▶ _SOURCE EXCERPT_:
☆ ☆ ☆ ☆ ☆
2

I have an IAsyncEnumerable<string> stream that contains data downloaded from the web, and I want to save asynchronously each piece of data in a SQL database. So I used the ForEachAwaitAsync extension method from the System.Linq.Async library. My problem is that downloading and saving each piece of data is happening sequentially, while I would prefer if it happened concurrently.

To clarify, I don't want to download more than one pieces of data at the same time, neither I want to save more than one pieces of data at the same time. What I want is that while I am saving a piece of data in the database, the next piece of data should be concurrently downloaded from the web.

Below is a minimal (contrived) example of my current solution. Five items are downloaded and then are saved in the database. Downloading each item takes 1 second, and saving it takes another 1 second:

async IAsyncEnumerable<string> GetDataFromWeb()
{
    foreach (var item in Enumerable.Range(1, 5))
    {
        Console.WriteLine($"{DateTime.Now:HH:mm:ss.fff} > Downloading #{item}");
        await Task.Delay(1000); // Simulate an I/O-bound operation
        yield return item.ToString();
    }
}

var stopwatch = Stopwatch.StartNew();
await GetDataFromWeb().ForEachAwaitAsync(async item =>
{
    Console.WriteLine($"{DateTime.Now:HH:mm:ss.fff} > Saving #{item}");
    await Task.Delay(1000); // Simulate an I/O-bound operation
});
Console.WriteLine($"Duration: {stopwatch.ElapsedMilliseconds:#,0} msec");

The code is working, but not in the way I want. The total duration is ~10 seconds, instead of the desirable ~6 seconds.
☆ ☆ ☆ ☆ ☆
▶ _ENTRIES_:
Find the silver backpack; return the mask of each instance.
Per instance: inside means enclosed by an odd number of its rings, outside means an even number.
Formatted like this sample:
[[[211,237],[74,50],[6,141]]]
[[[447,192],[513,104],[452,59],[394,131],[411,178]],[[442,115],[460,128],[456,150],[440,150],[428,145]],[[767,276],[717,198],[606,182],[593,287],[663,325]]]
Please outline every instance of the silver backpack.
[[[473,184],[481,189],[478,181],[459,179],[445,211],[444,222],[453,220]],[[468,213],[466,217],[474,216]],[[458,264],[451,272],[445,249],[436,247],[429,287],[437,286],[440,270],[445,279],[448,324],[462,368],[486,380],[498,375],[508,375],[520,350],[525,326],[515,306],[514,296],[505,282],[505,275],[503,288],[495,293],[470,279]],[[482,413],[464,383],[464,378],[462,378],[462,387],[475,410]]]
☆ ☆ ☆ ☆ ☆
▶ _GOALS_:
a - In the question about saving downloaded data to a SQL database, which extension method from which library does the current solution use?
b - Write the next part of the question about overlapping web downloads with database saves, picking up after its last sentence.

▶ _SET OF ANSWERS_:
a - The ForEachAwaitAsync extension method from the System.Linq.Async library.

b -
Actual undesirable output:

04:55:50.526 > Downloading #1
04:55:51.595 > Saving #1
04:55:52.598 > Downloading #2
04:55:53.609 > Saving #2
04:55:54.615 > Downloading #3
04:55:55.616 > Saving #3
04:55:56.617 > Downloading #4
04:55:57.619 > Saving #4
04:55:58.621 > Downloading #5
04:55:59.622 > Saving #5
Duration: 10,115 msec

Hypothetical desirable output:

04:55:50.000 > Downloading #1
04:55:51.000 > Saving #1
04:55:51.000 > Downloading #2
04:55:52.000 > Saving #2
04:55:52.000 > Downloading #3
04:55:53.000 > Saving #3
04:55:53.000 > Downloading #4
04:55:54.000 > Saving #4
04:55:54.000 > Downloading #5
04:55:55.000 > Saving #5
Duration: 6,000 msec

I am thinking about implementing a custom extension method named ForEachConcurrentAsync, having identical signature with the aforementioned ForEachAwaitAsync method, but with behavior that allows enumerating and acting on items to occur concurrently. Below is a stub of this method:

/// <summary>
/// Invokes and awaits an asynchronous action on each element in the source sequence.
/// Each action is awaited concurrently with fetching the sequence's next element.
/// </summary>
public static Task ForEachConcurrentAsync<T>(
    this IAsyncEnumerable<T> source,
    Func<T, Task> action,
    CancellationToken cancellationToken = default)
{
    // What to do?
}

How could this functionality be implemented?

Additional requirements:

  1. Leaking running tasks in case of cancellation or failure is not acceptable. All started tasks should be completed when the method completes.
  2. In the extreme case that both the enumeration and an action fails, only one of the two exceptions should be propagated, and either one is OK.
  3. The method should be genuinely asynchronous, and should not block the current thread (unless the action parameter contains blocking code, but this is a responsibility of the caller to prevent).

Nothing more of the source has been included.